→ **TO-DO LIST**
A. In the essay on literary luminaries, what is the title of the author's own novel?
B. Explain the two reasons the essay on literary luminaries gives for the public's love of literary festivals and of hearing authors present their opinions.
C. From the essay on literary luminaries, reproduce everything from "In days of old, writers" down to "and sign books.".

→ **DOCUMENT**
--- Start ---
Literary Luminaries: Beards, Vaginas and the Avant-Garde Novelist – Part II

Part II: ReadWomen

IN THE FIRST PART of this essay on Monday, I took a look at the way in which cult female novelists are usually forgotten or ignored, whilst male cult authors, from Burroughs to Hunter S. Thompson, remain literary icons that are cherished by the public imagination. The same issue lies with women who are writing Big Books on a large canvas. Many of these problems arise from the death of the death of the author. Sadly, the argument of Roland Barthes’ famous essay where he declared that a text should be separated from its author and interpreted without any reference to that author’s identity, political views, biography and so on, has been subsumed by the current promotional circus accompanying each new debut novelist and the pressure on us to tweet, to Facebook, to blog, to read, to go on the radio, to tweet, to Facebook, etc etc etc. Within the pages of my own novel, The Quiddity of Will Self, a character laments the rise of the Literary Celebrity:

In days of old, writers were recluses. Anonymous ghosts that hovered behind their prose. Sometimes they would rattle their chains to remind us of their presence. Nineteenth century writers often addressed their readers directly ­– Reader, I married him. Or they favoured intrusive omniscient narrators, lest we forget that the characters we were bonding with were the children of their imagination. In contemporary fiction, addressing the reader is considered a stylistic sin; it has become redundant now that readers can be addressed in book tours. Now our words are merely clothes and without the author the clothes lie flat, as though on a mannequin. Our prose requires flesh and blood, a face to show at Hay and Cheltenham, hands to shake and sign books.

Our love of the literary festival and hearing authors present their Opinions about a Topic springs from the two things. Firstly, philosophy has gone out of fashion and self-help, its shallow, pop art replacement, is unsatisfying for any serious thinker. Secondly, we have fallen out of love with politicians. They are no longer worth listening to about the great issues of the day, and their slick speech, shaped by the big corporations that sponsor them, leaves us yawning and empty. Effectively, we want authors to occupy a role somewhere between politician and philosopher, to offer life wisdom, to weigh up ethical questions, to widen our insights into what it is to be human. There is a paradoxical element to this desire; though we thirst for authenticity, we also desire outer sheen, authors with polished personas, who are articulate and persuasive to listen to, who are easy on the eye. This is also disconcerting for female authors, because women aren’t doing that well in politics; the US has yet to elect a female President and Margaret Thatcher has been an anomaly on the British political landscape. Take a look at a picture of Jonathan Franzen: he looks like he could run for President. His expression exudes intelligence and authority. Franzen himself, frustrated that Alice Munro’s readership is not as big as it should be, noted that her amicable persona is a problem: “Her jacket photos show her smile pleasantly, as if the reader were a friend, rather than wearing the kind of woeful scowl that signifies really serious literary intent.” Ladies, remember to scowl Franzen-like on your author photos and dress sternly. Zadie Smith also comments on the way women dress for seriousness (or the appearance of it) in a recent interview, “I notice when women go to teach at university, they dress very severely. You have to bring something added to establish your credentials; whereas any old guy can walk into a classroom, particularly if he has a beard, and people will assume genius.” And we’re back to the beard again, that signifier of seriousness and credibility.
--- End ---
(Dataset excerpts on object pointing)
--- Start ---
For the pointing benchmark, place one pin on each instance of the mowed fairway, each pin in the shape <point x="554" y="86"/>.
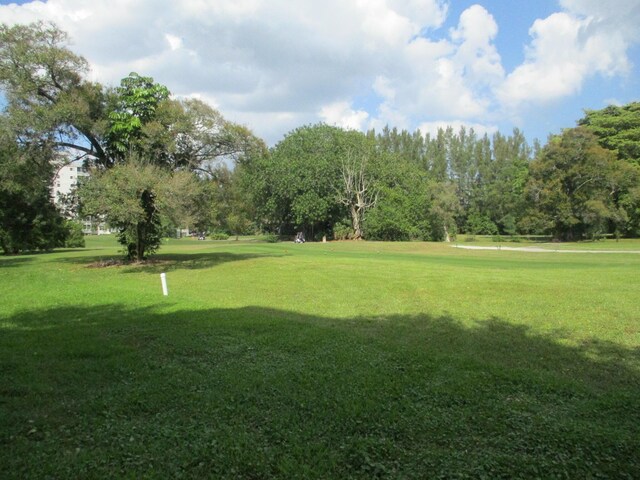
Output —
<point x="337" y="360"/>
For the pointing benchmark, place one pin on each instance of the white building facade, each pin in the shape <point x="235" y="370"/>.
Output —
<point x="64" y="183"/>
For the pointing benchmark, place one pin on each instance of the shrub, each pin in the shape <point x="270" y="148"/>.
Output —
<point x="218" y="236"/>
<point x="75" y="236"/>
<point x="271" y="238"/>
<point x="342" y="231"/>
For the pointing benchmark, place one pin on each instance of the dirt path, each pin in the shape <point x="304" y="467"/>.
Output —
<point x="540" y="249"/>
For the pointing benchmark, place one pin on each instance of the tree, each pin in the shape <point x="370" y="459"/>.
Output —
<point x="296" y="183"/>
<point x="49" y="103"/>
<point x="28" y="219"/>
<point x="572" y="186"/>
<point x="134" y="197"/>
<point x="617" y="129"/>
<point x="357" y="191"/>
<point x="51" y="106"/>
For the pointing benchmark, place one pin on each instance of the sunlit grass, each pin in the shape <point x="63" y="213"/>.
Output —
<point x="336" y="360"/>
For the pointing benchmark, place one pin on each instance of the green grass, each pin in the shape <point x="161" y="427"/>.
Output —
<point x="337" y="360"/>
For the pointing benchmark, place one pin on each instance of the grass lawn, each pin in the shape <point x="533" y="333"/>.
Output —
<point x="338" y="360"/>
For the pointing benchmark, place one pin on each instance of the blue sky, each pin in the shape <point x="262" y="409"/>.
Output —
<point x="274" y="65"/>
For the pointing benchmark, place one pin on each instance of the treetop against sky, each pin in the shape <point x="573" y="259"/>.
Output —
<point x="423" y="64"/>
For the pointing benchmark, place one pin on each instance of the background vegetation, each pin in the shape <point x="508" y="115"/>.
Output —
<point x="337" y="360"/>
<point x="321" y="180"/>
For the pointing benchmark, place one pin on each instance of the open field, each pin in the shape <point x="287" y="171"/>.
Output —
<point x="338" y="360"/>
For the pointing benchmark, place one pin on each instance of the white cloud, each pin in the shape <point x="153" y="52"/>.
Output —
<point x="272" y="63"/>
<point x="589" y="38"/>
<point x="343" y="115"/>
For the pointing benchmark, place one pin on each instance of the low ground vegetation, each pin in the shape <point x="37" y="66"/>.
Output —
<point x="337" y="360"/>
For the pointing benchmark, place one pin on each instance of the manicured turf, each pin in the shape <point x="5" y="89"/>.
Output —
<point x="338" y="360"/>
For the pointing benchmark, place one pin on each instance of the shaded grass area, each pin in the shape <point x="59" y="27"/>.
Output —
<point x="112" y="391"/>
<point x="339" y="360"/>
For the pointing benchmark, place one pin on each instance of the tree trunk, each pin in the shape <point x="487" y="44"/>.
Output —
<point x="356" y="223"/>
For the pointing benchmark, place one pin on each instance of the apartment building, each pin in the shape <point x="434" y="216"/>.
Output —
<point x="64" y="183"/>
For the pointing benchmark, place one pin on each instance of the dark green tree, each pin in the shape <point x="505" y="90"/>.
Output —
<point x="572" y="187"/>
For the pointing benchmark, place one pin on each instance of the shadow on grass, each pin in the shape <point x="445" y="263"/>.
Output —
<point x="166" y="262"/>
<point x="13" y="261"/>
<point x="252" y="392"/>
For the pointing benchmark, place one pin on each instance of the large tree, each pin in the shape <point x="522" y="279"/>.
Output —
<point x="573" y="186"/>
<point x="28" y="219"/>
<point x="51" y="107"/>
<point x="617" y="129"/>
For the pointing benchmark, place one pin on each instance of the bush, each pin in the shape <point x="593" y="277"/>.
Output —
<point x="218" y="236"/>
<point x="342" y="231"/>
<point x="271" y="238"/>
<point x="75" y="236"/>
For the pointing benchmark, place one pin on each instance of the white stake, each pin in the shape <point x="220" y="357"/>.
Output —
<point x="163" y="279"/>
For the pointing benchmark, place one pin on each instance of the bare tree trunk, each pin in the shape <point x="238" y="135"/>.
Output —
<point x="356" y="193"/>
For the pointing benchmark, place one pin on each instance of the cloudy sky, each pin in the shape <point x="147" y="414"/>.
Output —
<point x="274" y="65"/>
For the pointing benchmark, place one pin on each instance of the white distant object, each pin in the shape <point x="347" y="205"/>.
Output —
<point x="163" y="279"/>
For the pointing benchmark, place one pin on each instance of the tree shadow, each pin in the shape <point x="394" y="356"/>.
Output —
<point x="261" y="393"/>
<point x="13" y="261"/>
<point x="167" y="262"/>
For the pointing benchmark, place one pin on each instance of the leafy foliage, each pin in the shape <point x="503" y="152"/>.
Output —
<point x="28" y="219"/>
<point x="134" y="197"/>
<point x="617" y="128"/>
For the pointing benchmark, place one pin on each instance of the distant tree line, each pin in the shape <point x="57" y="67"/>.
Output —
<point x="584" y="183"/>
<point x="158" y="163"/>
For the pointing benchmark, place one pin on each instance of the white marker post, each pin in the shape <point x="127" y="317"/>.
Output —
<point x="163" y="279"/>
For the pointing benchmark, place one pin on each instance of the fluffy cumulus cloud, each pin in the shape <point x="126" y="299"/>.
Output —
<point x="277" y="64"/>
<point x="590" y="37"/>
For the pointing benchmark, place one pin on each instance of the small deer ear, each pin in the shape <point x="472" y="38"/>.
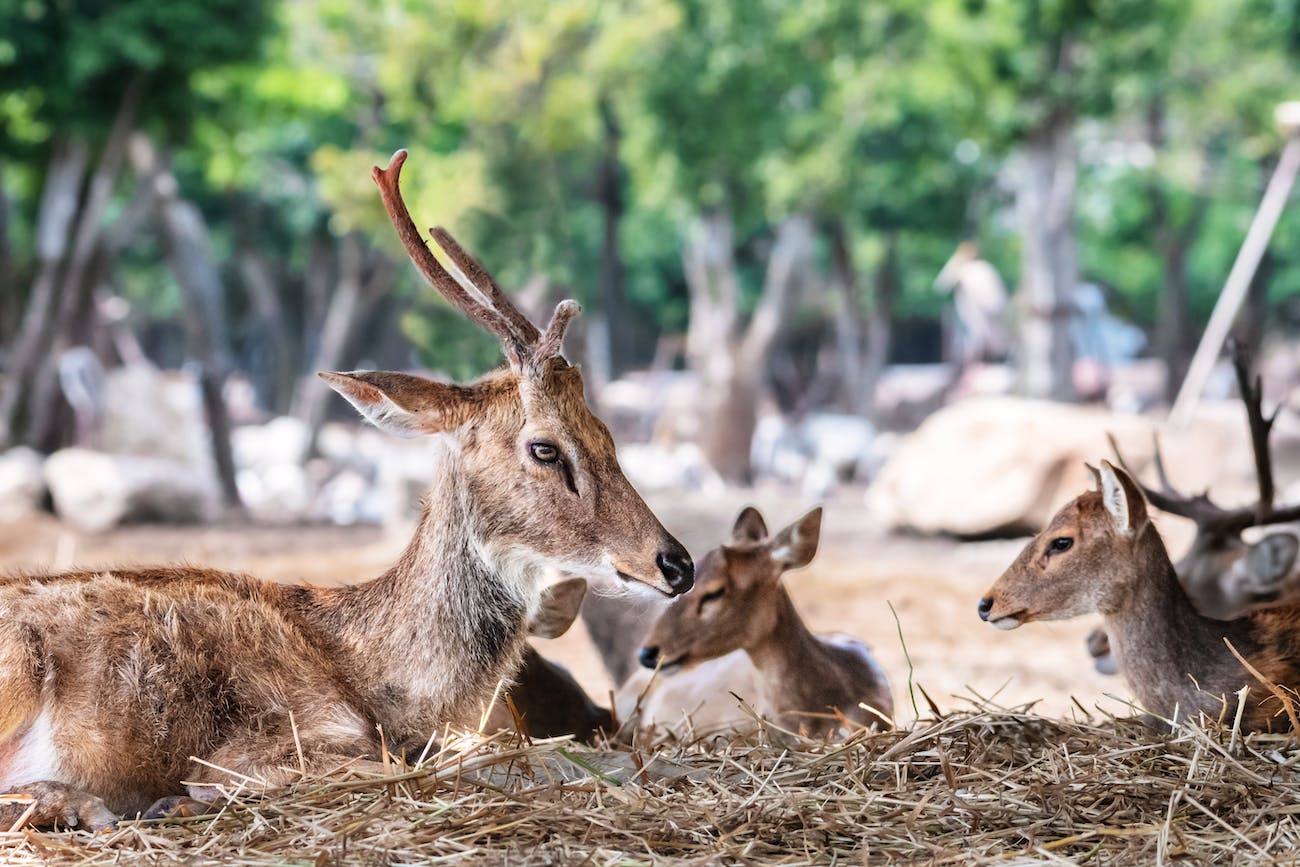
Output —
<point x="401" y="403"/>
<point x="750" y="527"/>
<point x="1272" y="558"/>
<point x="1122" y="498"/>
<point x="796" y="545"/>
<point x="559" y="606"/>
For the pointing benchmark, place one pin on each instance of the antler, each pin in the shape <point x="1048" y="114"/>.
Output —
<point x="1261" y="427"/>
<point x="468" y="286"/>
<point x="1210" y="517"/>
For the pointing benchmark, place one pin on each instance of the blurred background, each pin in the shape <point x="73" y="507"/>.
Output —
<point x="914" y="259"/>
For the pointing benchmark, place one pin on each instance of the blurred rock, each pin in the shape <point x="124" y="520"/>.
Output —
<point x="22" y="482"/>
<point x="276" y="493"/>
<point x="155" y="414"/>
<point x="1006" y="464"/>
<point x="819" y="451"/>
<point x="653" y="467"/>
<point x="280" y="441"/>
<point x="95" y="491"/>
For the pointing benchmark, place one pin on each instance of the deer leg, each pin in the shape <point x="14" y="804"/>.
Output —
<point x="53" y="805"/>
<point x="268" y="761"/>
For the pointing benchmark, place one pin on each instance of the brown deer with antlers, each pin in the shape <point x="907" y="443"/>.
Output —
<point x="112" y="680"/>
<point x="1225" y="575"/>
<point x="1101" y="553"/>
<point x="545" y="699"/>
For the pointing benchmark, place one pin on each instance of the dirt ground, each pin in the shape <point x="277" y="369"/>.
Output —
<point x="931" y="582"/>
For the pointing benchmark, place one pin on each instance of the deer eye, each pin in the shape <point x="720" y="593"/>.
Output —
<point x="1060" y="545"/>
<point x="544" y="452"/>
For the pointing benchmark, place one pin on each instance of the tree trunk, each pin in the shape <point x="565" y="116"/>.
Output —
<point x="342" y="319"/>
<point x="1049" y="265"/>
<point x="614" y="343"/>
<point x="880" y="321"/>
<point x="849" y="324"/>
<point x="733" y="375"/>
<point x="276" y="337"/>
<point x="8" y="291"/>
<point x="191" y="264"/>
<point x="59" y="203"/>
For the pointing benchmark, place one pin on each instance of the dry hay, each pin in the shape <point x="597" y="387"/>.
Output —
<point x="978" y="787"/>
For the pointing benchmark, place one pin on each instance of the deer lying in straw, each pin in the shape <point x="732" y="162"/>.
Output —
<point x="111" y="681"/>
<point x="1101" y="553"/>
<point x="740" y="631"/>
<point x="1225" y="575"/>
<point x="545" y="696"/>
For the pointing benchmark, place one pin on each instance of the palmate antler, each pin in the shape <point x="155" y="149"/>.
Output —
<point x="1212" y="519"/>
<point x="468" y="285"/>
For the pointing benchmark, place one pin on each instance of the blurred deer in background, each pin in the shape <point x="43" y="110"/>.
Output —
<point x="547" y="698"/>
<point x="811" y="684"/>
<point x="113" y="680"/>
<point x="1101" y="553"/>
<point x="1225" y="575"/>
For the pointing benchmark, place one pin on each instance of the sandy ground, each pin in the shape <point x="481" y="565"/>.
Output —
<point x="932" y="585"/>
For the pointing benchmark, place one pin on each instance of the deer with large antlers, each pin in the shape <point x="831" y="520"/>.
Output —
<point x="1225" y="575"/>
<point x="1103" y="554"/>
<point x="112" y="680"/>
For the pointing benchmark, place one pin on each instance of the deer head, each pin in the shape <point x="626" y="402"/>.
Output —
<point x="1087" y="559"/>
<point x="1221" y="571"/>
<point x="541" y="480"/>
<point x="735" y="607"/>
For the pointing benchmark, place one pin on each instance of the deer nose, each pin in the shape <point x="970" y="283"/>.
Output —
<point x="677" y="568"/>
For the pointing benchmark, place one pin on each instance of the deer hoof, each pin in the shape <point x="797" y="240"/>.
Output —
<point x="57" y="805"/>
<point x="177" y="806"/>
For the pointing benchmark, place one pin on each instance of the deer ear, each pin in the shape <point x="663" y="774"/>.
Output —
<point x="1122" y="498"/>
<point x="1272" y="558"/>
<point x="401" y="403"/>
<point x="796" y="545"/>
<point x="750" y="527"/>
<point x="558" y="608"/>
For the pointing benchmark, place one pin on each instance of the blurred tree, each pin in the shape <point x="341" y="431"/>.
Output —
<point x="81" y="78"/>
<point x="1032" y="70"/>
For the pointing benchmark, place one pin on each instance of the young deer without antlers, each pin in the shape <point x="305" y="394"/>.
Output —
<point x="807" y="683"/>
<point x="1223" y="575"/>
<point x="112" y="680"/>
<point x="1101" y="553"/>
<point x="549" y="701"/>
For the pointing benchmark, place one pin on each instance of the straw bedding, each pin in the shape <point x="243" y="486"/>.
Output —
<point x="975" y="787"/>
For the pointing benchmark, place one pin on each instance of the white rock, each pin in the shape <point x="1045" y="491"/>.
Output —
<point x="993" y="464"/>
<point x="95" y="491"/>
<point x="155" y="414"/>
<point x="280" y="441"/>
<point x="22" y="482"/>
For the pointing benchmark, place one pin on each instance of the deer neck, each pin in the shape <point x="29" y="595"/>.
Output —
<point x="796" y="668"/>
<point x="429" y="640"/>
<point x="1162" y="642"/>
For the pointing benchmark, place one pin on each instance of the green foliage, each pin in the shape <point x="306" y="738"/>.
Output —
<point x="893" y="118"/>
<point x="64" y="64"/>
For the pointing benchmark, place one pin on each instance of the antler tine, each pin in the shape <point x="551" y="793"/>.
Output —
<point x="1207" y="515"/>
<point x="1260" y="425"/>
<point x="484" y="282"/>
<point x="553" y="341"/>
<point x="438" y="277"/>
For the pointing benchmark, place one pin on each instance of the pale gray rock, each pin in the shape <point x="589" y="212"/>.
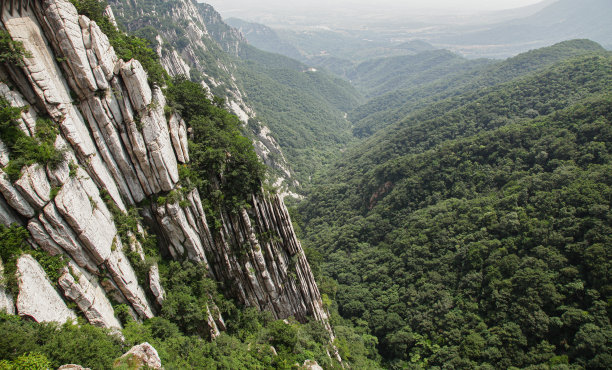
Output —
<point x="311" y="365"/>
<point x="37" y="298"/>
<point x="146" y="356"/>
<point x="125" y="278"/>
<point x="14" y="197"/>
<point x="103" y="49"/>
<point x="42" y="238"/>
<point x="7" y="214"/>
<point x="63" y="235"/>
<point x="6" y="299"/>
<point x="135" y="79"/>
<point x="79" y="202"/>
<point x="173" y="63"/>
<point x="157" y="138"/>
<point x="72" y="367"/>
<point x="174" y="123"/>
<point x="84" y="290"/>
<point x="4" y="154"/>
<point x="62" y="16"/>
<point x="34" y="186"/>
<point x="108" y="11"/>
<point x="155" y="285"/>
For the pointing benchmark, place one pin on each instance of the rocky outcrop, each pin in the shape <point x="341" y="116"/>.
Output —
<point x="37" y="298"/>
<point x="6" y="299"/>
<point x="121" y="150"/>
<point x="84" y="289"/>
<point x="205" y="31"/>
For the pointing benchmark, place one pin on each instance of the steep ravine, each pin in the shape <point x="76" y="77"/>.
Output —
<point x="197" y="49"/>
<point x="120" y="149"/>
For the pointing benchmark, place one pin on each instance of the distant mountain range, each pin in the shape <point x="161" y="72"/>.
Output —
<point x="561" y="20"/>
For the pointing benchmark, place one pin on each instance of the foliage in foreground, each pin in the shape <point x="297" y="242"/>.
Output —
<point x="253" y="340"/>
--- End ---
→ **RESPONSES IN ORDER**
A. The Quiddity of Will Self.

B. Philosophy has gone out of fashion, and self-help, its shallow replacement, does not satisfy serious thinkers. People have also fallen out of love with politicians, whose slick, corporate-shaped speech leaves them yawning and empty, so they want authors to fill a role between politician and philosopher.

C.
In days of old, writers were recluses. Anonymous ghosts that hovered behind their prose. Sometimes they would rattle their chains to remind us of their presence. Nineteenth century writers often addressed their readers directly ­– Reader, I married him. Or they favoured intrusive omniscient narrators, lest we forget that the characters we were bonding with were the children of their imagination. In contemporary fiction, addressing the reader is considered a stylistic sin; it has become redundant now that readers can be addressed in book tours. Now our words are merely clothes and without the author the clothes lie flat, as though on a mannequin. Our prose requires flesh and blood, a face to show at Hay and Cheltenham, hands to shake and sign books.